I found this book deeply moving. Malala Yousafzai comes from a deeply troubled and exquisitely beautiful area of Pakistan called the Swat Valley. Her family are not well off but her father managed to get an education. With help from family and friends he started a school, The Khushal School, in Mingora. Malala has obviously inherited her passion for education from him. In this book she recounts the events of her life and provides family and regional background history. How fascinating to find that the area around Mingora is littered with 1300 year old Buddhas, and that Alexander the Great past through on his way to the Indus.

RECORD EXTRACTS ->
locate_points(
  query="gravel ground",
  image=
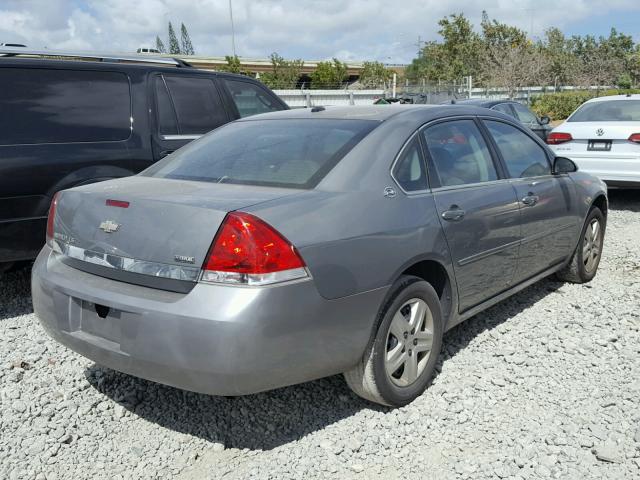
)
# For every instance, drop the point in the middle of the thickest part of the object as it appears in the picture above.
(544, 385)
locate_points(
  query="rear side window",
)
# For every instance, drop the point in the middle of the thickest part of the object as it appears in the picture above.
(524, 114)
(521, 154)
(63, 106)
(167, 120)
(280, 153)
(608, 111)
(197, 104)
(459, 153)
(251, 99)
(409, 170)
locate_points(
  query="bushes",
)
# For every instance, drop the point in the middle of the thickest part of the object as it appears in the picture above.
(559, 106)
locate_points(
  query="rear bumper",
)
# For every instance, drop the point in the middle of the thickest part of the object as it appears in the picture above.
(216, 339)
(608, 167)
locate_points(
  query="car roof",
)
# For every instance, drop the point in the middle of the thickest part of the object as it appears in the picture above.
(418, 113)
(483, 102)
(73, 64)
(624, 96)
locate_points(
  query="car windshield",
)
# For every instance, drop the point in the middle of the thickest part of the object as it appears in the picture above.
(280, 153)
(608, 111)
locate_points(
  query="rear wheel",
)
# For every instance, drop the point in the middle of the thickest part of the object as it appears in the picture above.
(400, 360)
(585, 260)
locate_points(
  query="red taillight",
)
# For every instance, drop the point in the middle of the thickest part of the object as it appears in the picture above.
(246, 250)
(555, 138)
(117, 203)
(52, 217)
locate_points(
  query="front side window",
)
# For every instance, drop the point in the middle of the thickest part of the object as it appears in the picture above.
(524, 114)
(522, 155)
(608, 111)
(251, 99)
(409, 170)
(63, 106)
(459, 153)
(279, 153)
(197, 104)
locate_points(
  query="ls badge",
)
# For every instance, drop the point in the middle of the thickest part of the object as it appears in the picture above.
(109, 226)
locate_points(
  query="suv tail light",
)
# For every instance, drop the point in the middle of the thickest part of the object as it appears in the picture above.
(556, 138)
(248, 251)
(52, 218)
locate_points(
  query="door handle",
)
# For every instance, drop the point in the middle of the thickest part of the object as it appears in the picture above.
(453, 215)
(531, 199)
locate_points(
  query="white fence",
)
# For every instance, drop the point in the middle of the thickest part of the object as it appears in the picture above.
(310, 98)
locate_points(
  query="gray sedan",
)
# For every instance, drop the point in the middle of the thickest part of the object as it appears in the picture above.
(295, 245)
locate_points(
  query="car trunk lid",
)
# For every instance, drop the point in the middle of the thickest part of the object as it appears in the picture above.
(151, 226)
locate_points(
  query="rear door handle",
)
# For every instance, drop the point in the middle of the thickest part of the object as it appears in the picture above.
(453, 215)
(530, 200)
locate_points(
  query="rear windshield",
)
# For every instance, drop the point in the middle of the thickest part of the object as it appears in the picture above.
(279, 153)
(608, 111)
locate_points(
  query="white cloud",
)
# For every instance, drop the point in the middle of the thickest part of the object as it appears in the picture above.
(311, 29)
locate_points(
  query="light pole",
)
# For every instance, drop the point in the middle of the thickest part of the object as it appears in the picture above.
(233, 33)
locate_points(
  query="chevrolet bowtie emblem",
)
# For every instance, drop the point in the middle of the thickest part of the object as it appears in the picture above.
(109, 226)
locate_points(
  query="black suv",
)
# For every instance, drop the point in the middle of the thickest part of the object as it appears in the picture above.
(68, 120)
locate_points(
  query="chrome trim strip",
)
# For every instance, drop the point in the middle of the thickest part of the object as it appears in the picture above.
(181, 137)
(128, 264)
(545, 233)
(140, 58)
(487, 253)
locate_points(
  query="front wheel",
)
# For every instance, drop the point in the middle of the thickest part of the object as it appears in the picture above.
(585, 260)
(399, 361)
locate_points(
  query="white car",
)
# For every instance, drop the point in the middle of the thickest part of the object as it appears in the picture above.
(603, 138)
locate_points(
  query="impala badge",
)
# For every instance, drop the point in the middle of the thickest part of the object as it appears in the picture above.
(109, 226)
(184, 259)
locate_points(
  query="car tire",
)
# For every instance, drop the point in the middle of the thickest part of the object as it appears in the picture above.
(408, 336)
(584, 262)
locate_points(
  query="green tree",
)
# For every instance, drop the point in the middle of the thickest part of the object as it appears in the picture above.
(562, 63)
(160, 45)
(283, 74)
(495, 33)
(455, 57)
(374, 75)
(233, 65)
(174, 46)
(185, 40)
(329, 74)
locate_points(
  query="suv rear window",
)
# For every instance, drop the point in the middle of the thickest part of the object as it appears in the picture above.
(279, 153)
(197, 104)
(251, 99)
(63, 106)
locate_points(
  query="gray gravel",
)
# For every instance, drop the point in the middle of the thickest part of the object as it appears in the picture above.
(544, 385)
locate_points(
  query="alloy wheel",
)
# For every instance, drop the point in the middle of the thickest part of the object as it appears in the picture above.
(592, 245)
(409, 342)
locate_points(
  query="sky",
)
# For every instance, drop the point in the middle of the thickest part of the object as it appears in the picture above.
(310, 29)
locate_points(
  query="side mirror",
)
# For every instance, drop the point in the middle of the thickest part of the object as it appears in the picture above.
(564, 165)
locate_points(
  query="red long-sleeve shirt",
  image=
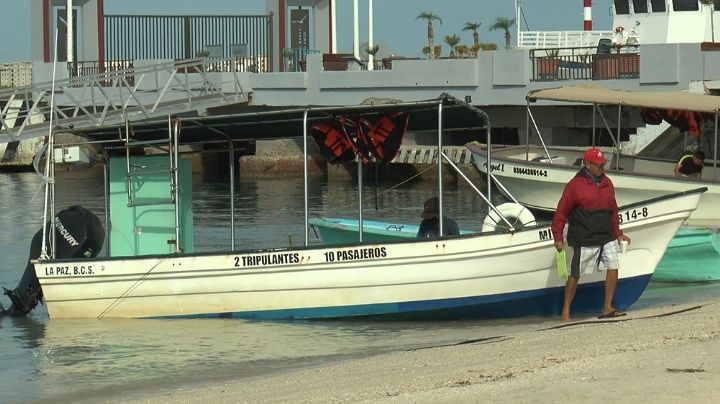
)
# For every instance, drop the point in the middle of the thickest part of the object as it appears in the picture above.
(582, 192)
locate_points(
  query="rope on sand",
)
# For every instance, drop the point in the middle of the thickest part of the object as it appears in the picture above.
(619, 320)
(499, 338)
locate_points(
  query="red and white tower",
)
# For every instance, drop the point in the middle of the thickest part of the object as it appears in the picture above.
(587, 13)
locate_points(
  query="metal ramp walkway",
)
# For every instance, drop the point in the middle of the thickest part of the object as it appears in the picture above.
(110, 98)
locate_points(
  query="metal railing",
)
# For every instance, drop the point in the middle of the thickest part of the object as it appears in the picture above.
(560, 39)
(585, 63)
(108, 98)
(15, 74)
(295, 58)
(86, 68)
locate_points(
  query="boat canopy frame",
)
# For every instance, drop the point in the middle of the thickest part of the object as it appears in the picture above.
(597, 95)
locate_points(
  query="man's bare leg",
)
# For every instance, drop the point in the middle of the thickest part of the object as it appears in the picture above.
(610, 285)
(570, 287)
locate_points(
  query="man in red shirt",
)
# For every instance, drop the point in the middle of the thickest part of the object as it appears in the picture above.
(588, 205)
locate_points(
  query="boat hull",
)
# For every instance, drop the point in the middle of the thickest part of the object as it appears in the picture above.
(490, 275)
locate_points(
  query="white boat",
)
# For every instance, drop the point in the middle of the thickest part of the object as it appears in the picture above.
(535, 175)
(504, 273)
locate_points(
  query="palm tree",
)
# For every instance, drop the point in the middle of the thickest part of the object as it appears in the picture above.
(711, 5)
(473, 26)
(504, 24)
(430, 17)
(452, 40)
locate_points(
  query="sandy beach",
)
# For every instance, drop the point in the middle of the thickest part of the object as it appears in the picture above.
(664, 354)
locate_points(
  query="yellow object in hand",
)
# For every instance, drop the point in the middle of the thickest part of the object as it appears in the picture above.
(561, 259)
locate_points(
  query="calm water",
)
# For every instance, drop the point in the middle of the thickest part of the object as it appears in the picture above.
(61, 360)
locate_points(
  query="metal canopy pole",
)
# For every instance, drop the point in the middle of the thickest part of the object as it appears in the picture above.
(527, 132)
(619, 146)
(715, 148)
(440, 163)
(594, 122)
(360, 184)
(305, 177)
(176, 184)
(232, 196)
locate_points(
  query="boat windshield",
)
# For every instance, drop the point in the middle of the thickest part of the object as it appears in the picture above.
(658, 6)
(639, 6)
(685, 5)
(622, 7)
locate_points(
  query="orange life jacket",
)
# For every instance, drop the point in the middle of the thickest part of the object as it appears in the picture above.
(333, 141)
(384, 136)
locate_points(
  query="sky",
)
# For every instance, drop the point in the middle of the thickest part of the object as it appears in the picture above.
(394, 20)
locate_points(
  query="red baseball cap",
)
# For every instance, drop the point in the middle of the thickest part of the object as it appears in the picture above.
(594, 156)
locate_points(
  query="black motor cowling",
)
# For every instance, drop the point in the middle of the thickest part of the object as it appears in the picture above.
(78, 234)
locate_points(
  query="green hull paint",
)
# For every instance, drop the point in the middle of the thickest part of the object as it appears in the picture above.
(148, 227)
(692, 256)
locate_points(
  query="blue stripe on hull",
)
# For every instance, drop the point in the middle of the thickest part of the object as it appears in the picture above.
(588, 299)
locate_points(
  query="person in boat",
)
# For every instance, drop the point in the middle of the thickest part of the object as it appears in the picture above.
(430, 225)
(690, 164)
(589, 206)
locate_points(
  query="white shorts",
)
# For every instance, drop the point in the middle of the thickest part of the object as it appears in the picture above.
(586, 260)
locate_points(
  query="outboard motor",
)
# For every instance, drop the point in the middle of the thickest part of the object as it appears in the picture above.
(78, 234)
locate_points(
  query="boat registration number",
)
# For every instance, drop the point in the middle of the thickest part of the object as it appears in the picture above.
(632, 214)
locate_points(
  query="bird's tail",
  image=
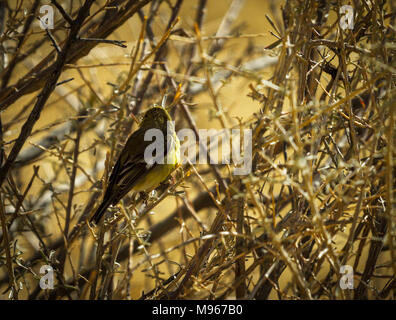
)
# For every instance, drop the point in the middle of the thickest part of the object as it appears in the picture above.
(100, 211)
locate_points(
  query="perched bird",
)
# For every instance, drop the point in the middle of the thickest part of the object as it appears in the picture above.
(133, 169)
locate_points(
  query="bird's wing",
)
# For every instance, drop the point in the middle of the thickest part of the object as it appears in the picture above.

PROMPT 1 ->
Name every geographic place mentioned in the review of Malala Yousafzai's book.
PROMPT 2 ->
Write the next part of the review of Malala Yousafzai's book, picking up after its final sentence.
The entries are not needed here.

OUTPUT 1 ->
Pakistan, the Swat Valley, Mingora, the Indus

OUTPUT 2 ->
Malala describes the events in her region and country in the last decade or so with great clarity, and the circumstances of her shooting and subsequent recovery in Birmingham with a specificity that is commendable. Especially interesting are her observations of the rise of the Taliban in Pakistan, the affects of earthquake, flood and war in her community and her family’s displacement, first as IDP’s for three months while the Pakistani Army dealt with the Taliban in Swat and her later removal to the UK in 2012 for medical treatment after being shot on her school bus by an assassin sent by the Taliban. It was this event which brought her to global attention after she became known in Pakistan for her campaign for universal girls education. She now continues her work, through the Malala Fund, while continuing her own education here in the UK.
As I said earlier, I found this book deeply moving, and thoroughly engrossing. It provides just a bit of perspective on world events that often seem so far away, and yet are truly something we must all be concerned with.